TEKS KAJIAN:
Presiden Prabowo  baru-baru ini menyatakan kesiapan Indonesia menampung pengungsi Gaza jika diperlukan.

Di balik sikap "siap menampung" ini, tersembunyi pertanyaan kritis: Apakah Indonesia sedang menjalankan solidaritas kemanusiaan, atau justru terjebak dalam skema politik rencana Trump mengosongkan Gaza dari warga Palestina dalam rangka perluasan wilayah Istael?

Menampung pengungsi (warga yang mencari tempat aman dari konflik atau bencana) berbeda dengan menyediakan tempat bagi warga yang dipaksa meninggalkan tempatnya. Yang pertama adalah aksi solidaritas kemanusiaan. Yang kedua adalah memudahkan pengosongan atau mendukung pengusiran.

TENTANG TUGAS INI: Salin persis bagian teks kajian di atas, mulai dari "Menampung pengungsi (warga" sampai dengan "atau mendukung pengusiran.".

DATA YANG DIBERIKAN:
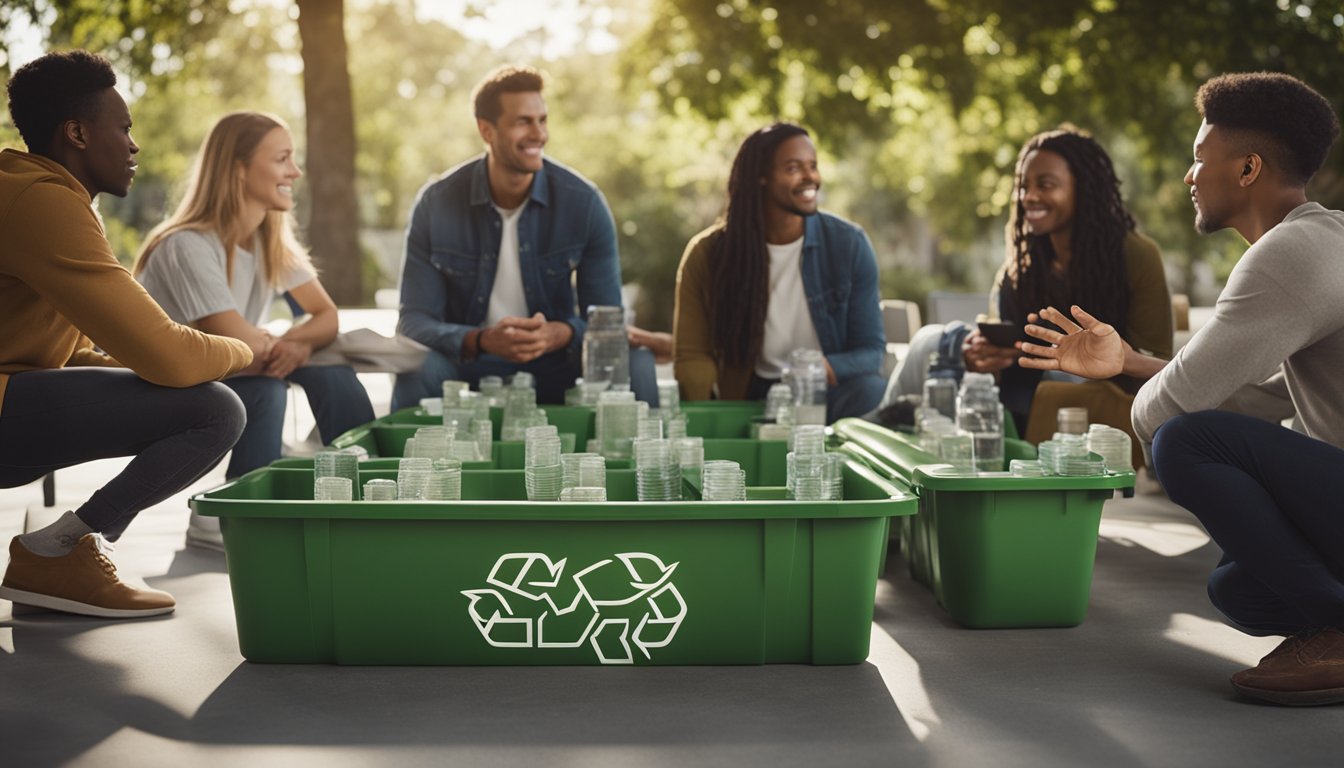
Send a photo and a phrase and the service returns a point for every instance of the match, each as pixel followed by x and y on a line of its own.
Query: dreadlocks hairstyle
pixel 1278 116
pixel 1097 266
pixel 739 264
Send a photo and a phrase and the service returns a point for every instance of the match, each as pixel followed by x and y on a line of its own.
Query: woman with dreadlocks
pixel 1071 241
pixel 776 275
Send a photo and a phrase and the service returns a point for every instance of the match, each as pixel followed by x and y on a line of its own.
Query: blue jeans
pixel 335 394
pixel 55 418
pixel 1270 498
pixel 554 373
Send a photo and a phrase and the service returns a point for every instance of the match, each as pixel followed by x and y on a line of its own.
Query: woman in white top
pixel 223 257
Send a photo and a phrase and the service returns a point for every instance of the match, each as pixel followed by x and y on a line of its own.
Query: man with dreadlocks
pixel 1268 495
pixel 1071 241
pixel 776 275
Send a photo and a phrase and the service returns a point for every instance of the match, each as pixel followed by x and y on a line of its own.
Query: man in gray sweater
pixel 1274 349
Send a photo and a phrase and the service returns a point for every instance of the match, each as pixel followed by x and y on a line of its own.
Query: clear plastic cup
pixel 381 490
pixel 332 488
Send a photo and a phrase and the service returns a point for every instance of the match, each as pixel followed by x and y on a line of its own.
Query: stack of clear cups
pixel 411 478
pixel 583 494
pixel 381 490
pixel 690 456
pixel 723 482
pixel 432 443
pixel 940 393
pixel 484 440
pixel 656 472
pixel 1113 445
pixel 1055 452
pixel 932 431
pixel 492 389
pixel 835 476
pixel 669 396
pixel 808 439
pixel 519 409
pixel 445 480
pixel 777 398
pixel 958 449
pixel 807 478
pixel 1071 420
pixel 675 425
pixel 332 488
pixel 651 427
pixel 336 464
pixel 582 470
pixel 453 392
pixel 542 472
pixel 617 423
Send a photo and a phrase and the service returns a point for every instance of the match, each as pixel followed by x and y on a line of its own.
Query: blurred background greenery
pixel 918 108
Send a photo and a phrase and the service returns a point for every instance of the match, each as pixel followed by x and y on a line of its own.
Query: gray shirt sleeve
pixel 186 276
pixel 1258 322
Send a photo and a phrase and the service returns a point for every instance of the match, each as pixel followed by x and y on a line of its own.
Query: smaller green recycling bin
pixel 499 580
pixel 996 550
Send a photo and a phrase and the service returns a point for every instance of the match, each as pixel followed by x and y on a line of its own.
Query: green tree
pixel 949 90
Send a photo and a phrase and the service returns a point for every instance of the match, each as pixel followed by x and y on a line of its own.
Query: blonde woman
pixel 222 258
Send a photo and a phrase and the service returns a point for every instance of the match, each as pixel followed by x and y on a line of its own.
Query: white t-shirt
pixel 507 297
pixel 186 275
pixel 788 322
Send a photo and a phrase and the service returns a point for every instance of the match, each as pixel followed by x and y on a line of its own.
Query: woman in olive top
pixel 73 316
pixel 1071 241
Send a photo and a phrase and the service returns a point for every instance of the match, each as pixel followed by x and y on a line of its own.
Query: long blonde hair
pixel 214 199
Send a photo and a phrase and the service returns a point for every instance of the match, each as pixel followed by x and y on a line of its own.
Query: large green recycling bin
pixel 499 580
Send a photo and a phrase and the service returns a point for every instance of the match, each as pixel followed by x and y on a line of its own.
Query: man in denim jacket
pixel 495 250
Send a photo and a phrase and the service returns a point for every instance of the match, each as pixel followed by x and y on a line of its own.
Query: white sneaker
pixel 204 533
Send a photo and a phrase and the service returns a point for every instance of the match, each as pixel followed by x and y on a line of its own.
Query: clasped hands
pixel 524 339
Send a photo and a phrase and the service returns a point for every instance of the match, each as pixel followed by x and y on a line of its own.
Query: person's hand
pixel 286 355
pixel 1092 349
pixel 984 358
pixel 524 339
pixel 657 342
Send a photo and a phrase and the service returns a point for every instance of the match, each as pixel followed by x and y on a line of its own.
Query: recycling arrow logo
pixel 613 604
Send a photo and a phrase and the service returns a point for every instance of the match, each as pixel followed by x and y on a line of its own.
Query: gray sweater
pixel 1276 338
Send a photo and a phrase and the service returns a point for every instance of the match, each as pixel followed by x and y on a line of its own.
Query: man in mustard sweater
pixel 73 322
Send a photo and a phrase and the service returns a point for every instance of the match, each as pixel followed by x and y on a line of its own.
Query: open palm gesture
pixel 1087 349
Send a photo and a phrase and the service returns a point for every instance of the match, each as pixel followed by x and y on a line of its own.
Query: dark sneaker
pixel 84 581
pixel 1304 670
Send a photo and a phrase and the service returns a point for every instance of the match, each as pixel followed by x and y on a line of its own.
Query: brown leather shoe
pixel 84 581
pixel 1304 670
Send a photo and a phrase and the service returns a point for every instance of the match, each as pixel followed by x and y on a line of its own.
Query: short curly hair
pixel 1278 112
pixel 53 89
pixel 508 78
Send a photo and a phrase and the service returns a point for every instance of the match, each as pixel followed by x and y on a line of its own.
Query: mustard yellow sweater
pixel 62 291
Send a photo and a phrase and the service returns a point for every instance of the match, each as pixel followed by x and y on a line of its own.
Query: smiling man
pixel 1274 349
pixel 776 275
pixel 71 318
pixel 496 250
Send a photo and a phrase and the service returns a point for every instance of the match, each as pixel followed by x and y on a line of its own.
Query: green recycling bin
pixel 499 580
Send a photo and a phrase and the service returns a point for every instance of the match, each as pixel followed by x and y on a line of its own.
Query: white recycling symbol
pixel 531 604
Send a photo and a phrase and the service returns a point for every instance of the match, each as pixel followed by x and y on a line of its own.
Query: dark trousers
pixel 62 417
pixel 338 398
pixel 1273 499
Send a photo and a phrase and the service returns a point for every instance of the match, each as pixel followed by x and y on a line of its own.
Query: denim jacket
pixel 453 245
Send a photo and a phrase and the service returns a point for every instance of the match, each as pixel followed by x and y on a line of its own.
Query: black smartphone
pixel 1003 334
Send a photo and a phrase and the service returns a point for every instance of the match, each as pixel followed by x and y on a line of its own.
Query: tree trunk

JAWABAN TERTULIS:
Menampung pengungsi (warga yang mencari tempat aman dari konflik atau bencana) berbeda dengan menyediakan tempat bagi warga yang dipaksa meninggalkan tempatnya. Yang pertama adalah aksi solidaritas kemanusiaan. Yang kedua adalah memudahkan pengosongan atau mendukung pengusiran.